#### Text:

Skip to main content

Verified by Psychology Today

Identity

Are We Individual or Social—And Is This the Right Question?

Can we be both individuals and social animals?

David Brooks has a fascinating article on new research on human nature in today's New York Times (a condensation, of sorts, of his wonderfully written piece in The New Yorker in January—and, apparently, his new book, The Social Animal: The Hidden Sources of Love, Character, and Achievement, which was reviewed recently in The Wall Street Journal). He shares my opinion that most conceptions of human nature and choice in the social sciences are misguided, which inevitably leads to policy failures when people do not act like the policymakers expected them to act. As Brooks writes in the Times piece, "Many of our public policies are proposed by experts who are comfortable only with correlations that can be measured, appropriated and quantified, and ignore everything else." Exactly!

What does he recommend be done instead? He turns to new scientific research:

Yet while we are trapped within this amputated view of human nature, a richer and deeper view is coming back into view. It is being brought to us by researchers across an array of diverse fields: neuroscience, psychology, sociology, behavioral economics and so on.

This growing, dispersed body of research reminds us of a few key insights. First, the unconscious parts of the mind are most of the mind, where many of the most impressive feats of thinking take place. Second, emotion is not opposed to reason; our emotions assign value to things and are the basis of reason. Finally, we are not individuals who form relationships. We are social animals, deeply interpenetrated with one another, who emerge out of relationships.

The first insight, the power of the unconscious mind, I believe is unquestionable. The second insight I agree with in spirit, though I would quibble over the precise relationship of emotion and reason (which I may discuss later). Nonetheless, many agree that emotion is closely tied to reason; for an influential scholarly account, see Martha Nussbaum's Upheavals of Thought: The Intelligence of Emotions, and for a more popular account, see Antonio Damasio's Descartes' Error: Emotion, Reason, and the Human Brain.)

But the third insight I very much disgree with, as I discuss in chapter 3 of my book, Kantian Ethics and Economics: Autonomy, Dignity, and Character, published next month by Stanford University Press (a summary of which I presented at the recent Eastern Economic Association meetings in New York). In that chapter, I make the case that a person is best regarded as individual in essence, social in orientation.

As Christine Korsgaard writes in the first line of her book Self-Constitution: Agency, Identity, and Integrity, "Human beings are condemned to choice and action." Since each person's faculty of choice—however you choose to model or represent it—is her own, she is essentially individual. This does not mean that a person does not, or can not, take external influences and concerns into account. A person's thought processes, by necessity, are atomistic—they happen inside her head, after all, and no one else's—but the substance of those thoughts are not. And Kantian autonomy implies both: the capacity for independent thought and the responsibility to be social, that is, to take other people's needs and wants into account.

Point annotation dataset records

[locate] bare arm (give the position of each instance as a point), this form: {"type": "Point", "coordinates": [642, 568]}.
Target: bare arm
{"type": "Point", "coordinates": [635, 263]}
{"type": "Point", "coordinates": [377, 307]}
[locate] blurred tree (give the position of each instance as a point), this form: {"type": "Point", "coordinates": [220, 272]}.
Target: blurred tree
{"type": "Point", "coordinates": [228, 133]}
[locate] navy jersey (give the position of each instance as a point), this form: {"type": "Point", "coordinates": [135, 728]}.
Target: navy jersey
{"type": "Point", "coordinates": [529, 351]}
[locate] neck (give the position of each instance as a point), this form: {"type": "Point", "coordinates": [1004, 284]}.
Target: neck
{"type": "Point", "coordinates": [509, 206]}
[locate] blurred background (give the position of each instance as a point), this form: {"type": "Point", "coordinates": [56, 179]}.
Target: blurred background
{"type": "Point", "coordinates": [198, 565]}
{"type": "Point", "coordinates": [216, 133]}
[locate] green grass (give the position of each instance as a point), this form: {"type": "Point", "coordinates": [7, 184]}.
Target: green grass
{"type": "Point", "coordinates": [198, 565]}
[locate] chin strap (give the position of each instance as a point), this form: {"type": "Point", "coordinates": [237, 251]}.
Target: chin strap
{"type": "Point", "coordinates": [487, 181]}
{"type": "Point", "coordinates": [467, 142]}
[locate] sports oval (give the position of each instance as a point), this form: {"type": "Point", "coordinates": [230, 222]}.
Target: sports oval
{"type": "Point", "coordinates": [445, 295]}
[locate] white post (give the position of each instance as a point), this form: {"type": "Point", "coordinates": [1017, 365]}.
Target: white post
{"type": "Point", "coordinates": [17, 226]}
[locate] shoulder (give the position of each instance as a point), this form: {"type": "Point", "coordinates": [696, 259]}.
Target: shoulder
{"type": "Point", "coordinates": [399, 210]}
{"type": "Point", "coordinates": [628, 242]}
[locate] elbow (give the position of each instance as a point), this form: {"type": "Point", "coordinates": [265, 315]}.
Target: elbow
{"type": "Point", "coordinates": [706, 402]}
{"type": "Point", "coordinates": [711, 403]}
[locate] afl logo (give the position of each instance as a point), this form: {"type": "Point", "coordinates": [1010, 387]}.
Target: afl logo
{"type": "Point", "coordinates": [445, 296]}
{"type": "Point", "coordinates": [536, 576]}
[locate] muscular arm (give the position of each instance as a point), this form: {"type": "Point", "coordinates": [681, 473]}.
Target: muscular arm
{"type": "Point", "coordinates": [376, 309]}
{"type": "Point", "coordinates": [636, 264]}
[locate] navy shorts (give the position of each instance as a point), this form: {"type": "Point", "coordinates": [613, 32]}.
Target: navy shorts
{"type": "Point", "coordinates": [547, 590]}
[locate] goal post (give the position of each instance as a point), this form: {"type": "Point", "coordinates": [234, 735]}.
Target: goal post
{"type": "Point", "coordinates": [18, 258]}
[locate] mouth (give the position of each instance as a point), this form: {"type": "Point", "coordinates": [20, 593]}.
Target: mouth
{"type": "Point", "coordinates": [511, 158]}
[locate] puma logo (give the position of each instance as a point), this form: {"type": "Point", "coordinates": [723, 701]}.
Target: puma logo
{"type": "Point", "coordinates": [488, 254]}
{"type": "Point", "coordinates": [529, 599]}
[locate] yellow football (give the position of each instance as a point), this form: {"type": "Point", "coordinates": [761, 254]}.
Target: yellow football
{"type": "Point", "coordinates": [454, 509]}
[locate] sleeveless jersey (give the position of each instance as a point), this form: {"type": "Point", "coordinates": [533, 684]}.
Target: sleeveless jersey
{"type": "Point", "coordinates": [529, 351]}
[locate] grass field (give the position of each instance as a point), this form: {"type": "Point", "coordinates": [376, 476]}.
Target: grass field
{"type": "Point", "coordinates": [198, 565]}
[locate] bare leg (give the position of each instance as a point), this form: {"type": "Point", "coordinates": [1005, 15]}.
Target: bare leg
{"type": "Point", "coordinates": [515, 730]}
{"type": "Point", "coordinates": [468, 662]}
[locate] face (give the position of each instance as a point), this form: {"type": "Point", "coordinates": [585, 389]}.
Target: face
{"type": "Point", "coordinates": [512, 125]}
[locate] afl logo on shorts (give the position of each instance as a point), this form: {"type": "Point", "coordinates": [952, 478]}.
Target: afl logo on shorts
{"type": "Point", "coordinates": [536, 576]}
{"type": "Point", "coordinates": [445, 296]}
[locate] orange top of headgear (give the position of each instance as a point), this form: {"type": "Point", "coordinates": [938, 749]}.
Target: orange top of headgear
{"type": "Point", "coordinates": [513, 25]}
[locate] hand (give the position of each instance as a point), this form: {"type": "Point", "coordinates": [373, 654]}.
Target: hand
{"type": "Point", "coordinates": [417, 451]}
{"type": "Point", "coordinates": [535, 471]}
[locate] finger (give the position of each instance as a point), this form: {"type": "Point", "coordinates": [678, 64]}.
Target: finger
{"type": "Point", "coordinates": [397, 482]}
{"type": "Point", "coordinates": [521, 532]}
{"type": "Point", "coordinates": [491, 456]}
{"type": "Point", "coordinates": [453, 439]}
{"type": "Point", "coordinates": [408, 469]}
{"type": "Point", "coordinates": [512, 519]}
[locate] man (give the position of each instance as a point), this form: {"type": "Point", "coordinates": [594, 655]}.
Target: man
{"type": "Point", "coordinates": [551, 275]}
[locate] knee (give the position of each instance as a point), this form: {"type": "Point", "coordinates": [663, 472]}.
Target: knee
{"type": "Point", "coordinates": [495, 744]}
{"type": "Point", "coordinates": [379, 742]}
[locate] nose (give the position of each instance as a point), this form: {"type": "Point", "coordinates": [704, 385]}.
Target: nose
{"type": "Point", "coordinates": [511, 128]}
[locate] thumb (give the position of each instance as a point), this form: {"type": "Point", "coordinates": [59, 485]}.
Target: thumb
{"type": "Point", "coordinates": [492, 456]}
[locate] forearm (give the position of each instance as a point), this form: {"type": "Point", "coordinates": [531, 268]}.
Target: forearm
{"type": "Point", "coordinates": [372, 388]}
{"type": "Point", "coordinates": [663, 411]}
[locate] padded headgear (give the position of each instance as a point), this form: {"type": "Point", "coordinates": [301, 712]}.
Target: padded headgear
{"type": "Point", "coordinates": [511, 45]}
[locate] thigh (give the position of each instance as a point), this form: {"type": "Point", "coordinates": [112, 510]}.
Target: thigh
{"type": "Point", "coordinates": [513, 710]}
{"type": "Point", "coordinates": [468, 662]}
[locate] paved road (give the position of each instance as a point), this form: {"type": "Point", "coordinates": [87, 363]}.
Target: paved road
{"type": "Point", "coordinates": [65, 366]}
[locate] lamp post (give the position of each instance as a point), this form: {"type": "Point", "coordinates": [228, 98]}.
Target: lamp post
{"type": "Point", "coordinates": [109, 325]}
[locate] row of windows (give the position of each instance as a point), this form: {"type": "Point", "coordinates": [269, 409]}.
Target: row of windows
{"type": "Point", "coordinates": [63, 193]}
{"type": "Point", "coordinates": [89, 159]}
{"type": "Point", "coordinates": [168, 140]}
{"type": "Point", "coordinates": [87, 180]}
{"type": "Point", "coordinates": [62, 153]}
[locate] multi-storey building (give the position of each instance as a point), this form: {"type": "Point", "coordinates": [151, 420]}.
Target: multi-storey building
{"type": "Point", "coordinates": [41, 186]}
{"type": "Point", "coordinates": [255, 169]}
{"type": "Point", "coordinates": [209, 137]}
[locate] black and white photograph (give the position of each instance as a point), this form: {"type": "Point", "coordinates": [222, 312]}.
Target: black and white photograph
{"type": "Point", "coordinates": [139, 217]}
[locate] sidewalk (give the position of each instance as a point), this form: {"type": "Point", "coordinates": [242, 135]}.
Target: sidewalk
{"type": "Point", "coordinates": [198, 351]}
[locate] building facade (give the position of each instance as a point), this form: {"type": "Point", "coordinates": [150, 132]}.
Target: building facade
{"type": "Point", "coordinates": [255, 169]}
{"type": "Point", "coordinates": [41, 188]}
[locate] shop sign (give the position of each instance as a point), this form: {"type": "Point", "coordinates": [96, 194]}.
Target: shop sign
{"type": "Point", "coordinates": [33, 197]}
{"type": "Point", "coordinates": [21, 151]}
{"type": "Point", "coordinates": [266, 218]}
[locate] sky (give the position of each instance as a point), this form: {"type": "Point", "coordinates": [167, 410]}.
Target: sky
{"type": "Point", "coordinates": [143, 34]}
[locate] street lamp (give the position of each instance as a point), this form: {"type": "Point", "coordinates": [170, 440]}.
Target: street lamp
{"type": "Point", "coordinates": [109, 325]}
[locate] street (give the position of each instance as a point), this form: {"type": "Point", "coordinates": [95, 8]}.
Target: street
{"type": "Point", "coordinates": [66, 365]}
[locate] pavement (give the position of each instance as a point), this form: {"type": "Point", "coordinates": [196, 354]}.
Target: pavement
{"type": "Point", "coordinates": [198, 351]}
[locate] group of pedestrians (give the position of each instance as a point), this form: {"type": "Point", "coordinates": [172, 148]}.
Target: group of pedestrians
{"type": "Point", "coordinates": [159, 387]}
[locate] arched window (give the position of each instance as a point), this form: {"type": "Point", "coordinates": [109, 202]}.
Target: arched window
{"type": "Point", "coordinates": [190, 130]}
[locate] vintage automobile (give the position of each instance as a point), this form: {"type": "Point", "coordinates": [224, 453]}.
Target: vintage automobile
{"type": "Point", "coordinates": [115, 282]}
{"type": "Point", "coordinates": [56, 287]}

#### To be done:
Please reproduce the stretch of the article on individual and social human nature from "The first insight, the" through "the Human Brain.)".

#### Solution to the exercise:
The first insight, the power of the unconscious mind, I believe is unquestionable. The second insight I agree with in spirit, though I would quibble over the precise relationship of emotion and reason (which I may discuss later). Nonetheless, many agree that emotion is closely tied to reason; for an influential scholarly account, see Martha Nussbaum's Upheavals of Thought: The Intelligence of Emotions, and for a more popular account, see Antonio Damasio's Descartes' Error: Emotion, Reason, and the Human Brain.)